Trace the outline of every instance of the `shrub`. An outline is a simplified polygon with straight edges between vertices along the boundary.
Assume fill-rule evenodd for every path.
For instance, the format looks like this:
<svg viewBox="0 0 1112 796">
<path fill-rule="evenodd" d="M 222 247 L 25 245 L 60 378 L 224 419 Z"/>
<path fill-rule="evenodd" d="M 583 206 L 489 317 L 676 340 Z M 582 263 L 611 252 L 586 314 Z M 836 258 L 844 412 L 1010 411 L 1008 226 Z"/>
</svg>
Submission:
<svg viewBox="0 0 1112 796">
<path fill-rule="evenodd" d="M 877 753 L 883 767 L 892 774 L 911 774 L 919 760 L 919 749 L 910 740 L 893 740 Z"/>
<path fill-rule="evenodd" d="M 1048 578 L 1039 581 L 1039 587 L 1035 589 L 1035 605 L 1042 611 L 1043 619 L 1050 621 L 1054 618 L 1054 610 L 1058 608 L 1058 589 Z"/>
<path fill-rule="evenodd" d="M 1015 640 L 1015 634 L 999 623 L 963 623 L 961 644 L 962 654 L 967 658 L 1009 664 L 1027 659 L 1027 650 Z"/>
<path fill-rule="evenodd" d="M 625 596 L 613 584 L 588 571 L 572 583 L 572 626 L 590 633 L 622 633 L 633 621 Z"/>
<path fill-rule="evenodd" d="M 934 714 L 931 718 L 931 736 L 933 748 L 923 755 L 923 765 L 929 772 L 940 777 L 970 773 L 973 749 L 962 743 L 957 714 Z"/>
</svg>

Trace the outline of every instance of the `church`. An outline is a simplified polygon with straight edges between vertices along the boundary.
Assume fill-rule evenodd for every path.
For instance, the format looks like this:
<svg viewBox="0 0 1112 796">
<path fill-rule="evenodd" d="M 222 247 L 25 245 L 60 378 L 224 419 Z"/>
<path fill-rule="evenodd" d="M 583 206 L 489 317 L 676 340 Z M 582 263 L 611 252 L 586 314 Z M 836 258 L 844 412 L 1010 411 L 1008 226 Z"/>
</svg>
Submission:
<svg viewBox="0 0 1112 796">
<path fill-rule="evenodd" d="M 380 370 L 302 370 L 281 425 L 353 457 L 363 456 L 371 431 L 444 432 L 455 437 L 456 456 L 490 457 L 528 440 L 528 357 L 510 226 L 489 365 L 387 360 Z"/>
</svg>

...

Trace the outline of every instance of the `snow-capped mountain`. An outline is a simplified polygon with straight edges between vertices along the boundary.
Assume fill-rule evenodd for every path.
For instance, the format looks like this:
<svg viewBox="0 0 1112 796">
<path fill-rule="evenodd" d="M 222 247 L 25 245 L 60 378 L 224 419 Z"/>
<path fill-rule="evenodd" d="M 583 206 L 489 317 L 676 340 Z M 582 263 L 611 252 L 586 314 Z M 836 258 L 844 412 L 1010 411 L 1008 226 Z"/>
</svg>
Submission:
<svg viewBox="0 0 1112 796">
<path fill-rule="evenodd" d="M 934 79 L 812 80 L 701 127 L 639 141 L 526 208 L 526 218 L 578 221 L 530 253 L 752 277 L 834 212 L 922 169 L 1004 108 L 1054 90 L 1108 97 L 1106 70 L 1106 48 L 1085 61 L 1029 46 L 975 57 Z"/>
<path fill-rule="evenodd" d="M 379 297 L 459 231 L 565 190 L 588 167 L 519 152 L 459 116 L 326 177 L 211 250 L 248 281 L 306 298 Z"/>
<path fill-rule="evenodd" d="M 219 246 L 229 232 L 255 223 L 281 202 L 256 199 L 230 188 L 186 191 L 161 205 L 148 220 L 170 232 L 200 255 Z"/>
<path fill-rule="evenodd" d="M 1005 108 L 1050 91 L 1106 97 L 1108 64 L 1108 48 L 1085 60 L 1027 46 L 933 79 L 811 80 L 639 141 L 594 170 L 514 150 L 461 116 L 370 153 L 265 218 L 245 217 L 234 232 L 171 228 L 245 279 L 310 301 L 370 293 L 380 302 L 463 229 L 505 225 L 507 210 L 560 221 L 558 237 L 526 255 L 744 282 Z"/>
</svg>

JOB =>
How many lines in the items above contain the word "between"? Reply with the number alone.

COMPLETE OUTPUT =>
3